-------- Excerpted text

The data are presented as means and standard deviations (± SDs), medians and interquartile ranges (IQRs), and numbers with percentages (n, %). Non-parametric statistical tests were performed because many continuous variables had a skewed distribution. The chi-square test, Mann–Whitney U test, and Kruskal–Wallis test were used to compare the included and excluded individuals, and for intergroup comparisons based on COVID-19 diagnostic modalities. Spearman’s rank order correlation test (rs) was used to explore the correlation between possible explanatory variables (Supplementary Table S1). The strength of the correlation was interpreted as weak (< ± 0.39), moderate (± 0.40 to ± 0.69), or strong (≥ ± 0.70) .
Regression analyses were performed to determine how a previous diagnosis could predict the duration of sick leave during the first 4 months of the COVID-19 diagnosis.
Selection of the study variables
The primary independent variable in this study was a diagnosis necessitating sick leave in the year before the COVID-19 diagnosis. The study population was stratified into five groups according to prior diagnosis, and an additional group without any prior sick leave was used as the reference group. The outcome variable was the duration of sick leave during the 4 months following the COVID-19 diagnosis. Based on variable availability in the dataset and clinical reasoning, eight variables were identified, of which six were selected using a directed acyclic graph (DAG), which facilitates the presentation of a parsimonious model (Supplementary Figure S1). Age, sex, marital status, education level, employment status, and sick leave length ≥ 28 days in the year before COVID-19 diagnosis were identified as important variables according to the DAG.
Choosing the regression model
The outcome was a numerical variable (range, 1–122 days); the mean and variance values were compared to select the appropriate regression model. The mean was lower than the variance (43.1 vs. 657.7), indicating a positive (overdispersion) distribution of the outcome variable. Furthermore, the outcome variable did not contain ‘0’ counts. Therefore, a negative binomial regression analysis was used with a link function log .

----------------
-------- Provided records

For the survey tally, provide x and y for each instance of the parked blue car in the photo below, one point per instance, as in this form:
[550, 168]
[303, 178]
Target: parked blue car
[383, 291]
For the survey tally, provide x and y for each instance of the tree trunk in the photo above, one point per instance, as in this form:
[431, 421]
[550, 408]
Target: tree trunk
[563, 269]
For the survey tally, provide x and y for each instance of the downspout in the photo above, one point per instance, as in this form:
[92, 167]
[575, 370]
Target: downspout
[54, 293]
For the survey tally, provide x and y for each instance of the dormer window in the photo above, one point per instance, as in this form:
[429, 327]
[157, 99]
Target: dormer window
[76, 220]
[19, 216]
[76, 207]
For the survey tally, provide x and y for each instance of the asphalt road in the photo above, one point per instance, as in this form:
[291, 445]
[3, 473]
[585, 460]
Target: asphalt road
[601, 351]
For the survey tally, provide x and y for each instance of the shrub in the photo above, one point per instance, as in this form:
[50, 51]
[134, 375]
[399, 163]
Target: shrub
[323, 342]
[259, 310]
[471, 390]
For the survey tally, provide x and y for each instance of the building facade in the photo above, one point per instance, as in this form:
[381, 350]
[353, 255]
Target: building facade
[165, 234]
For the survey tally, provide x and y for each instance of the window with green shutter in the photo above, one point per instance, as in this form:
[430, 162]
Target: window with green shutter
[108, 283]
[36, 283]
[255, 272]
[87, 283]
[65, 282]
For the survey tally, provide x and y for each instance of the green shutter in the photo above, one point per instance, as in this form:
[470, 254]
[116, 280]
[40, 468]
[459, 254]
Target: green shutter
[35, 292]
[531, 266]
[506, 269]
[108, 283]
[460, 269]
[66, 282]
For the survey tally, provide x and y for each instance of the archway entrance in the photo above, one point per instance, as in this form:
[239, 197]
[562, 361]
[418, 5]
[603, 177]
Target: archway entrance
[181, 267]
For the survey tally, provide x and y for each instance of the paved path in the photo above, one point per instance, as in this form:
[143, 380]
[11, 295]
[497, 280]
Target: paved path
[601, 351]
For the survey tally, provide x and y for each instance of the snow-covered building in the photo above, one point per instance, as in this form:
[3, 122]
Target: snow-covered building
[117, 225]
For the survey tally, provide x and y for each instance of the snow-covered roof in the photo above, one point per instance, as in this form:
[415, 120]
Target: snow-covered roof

----------------

- [Task goal] Please reproduce the statistical methods text word for word, from its first sentence to its last.

- [Output of the task]
The data are presented as means and standard deviations (± SDs), medians and interquartile ranges (IQRs), and numbers with percentages (n, %). Non-parametric statistical tests were performed because many continuous variables had a skewed distribution. The chi-square test, Mann–Whitney U test, and Kruskal–Wallis test were used to compare the included and excluded individuals, and for intergroup comparisons based on COVID-19 diagnostic modalities. Spearman’s rank order correlation test (rs) was used to explore the correlation between possible explanatory variables (Supplementary Table S1). The strength of the correlation was interpreted as weak (< ± 0.39), moderate (± 0.40 to ± 0.69), or strong (≥ ± 0.70) .
Regression analyses were performed to determine how a previous diagnosis could predict the duration of sick leave during the first 4 months of the COVID-19 diagnosis.
Selection of the study variables
The primary independent variable in this study was a diagnosis necessitating sick leave in the year before the COVID-19 diagnosis. The study population was stratified into five groups according to prior diagnosis, and an additional group without any prior sick leave was used as the reference group. The outcome variable was the duration of sick leave during the 4 months following the COVID-19 diagnosis. Based on variable availability in the dataset and clinical reasoning, eight variables were identified, of which six were selected using a directed acyclic graph (DAG), which facilitates the presentation of a parsimonious model (Supplementary Figure S1). Age, sex, marital status, education level, employment status, and sick leave length ≥ 28 days in the year before COVID-19 diagnosis were identified as important variables according to the DAG.
Choosing the regression model
The outcome was a numerical variable (range, 1–122 days); the mean and variance values were compared to select the appropriate regression model. The mean was lower than the variance (43.1 vs. 657.7), indicating a positive (overdispersion) distribution of the outcome variable. Furthermore, the outcome variable did not contain ‘0’ counts. Therefore, a negative binomial regression analysis was used with a link function log .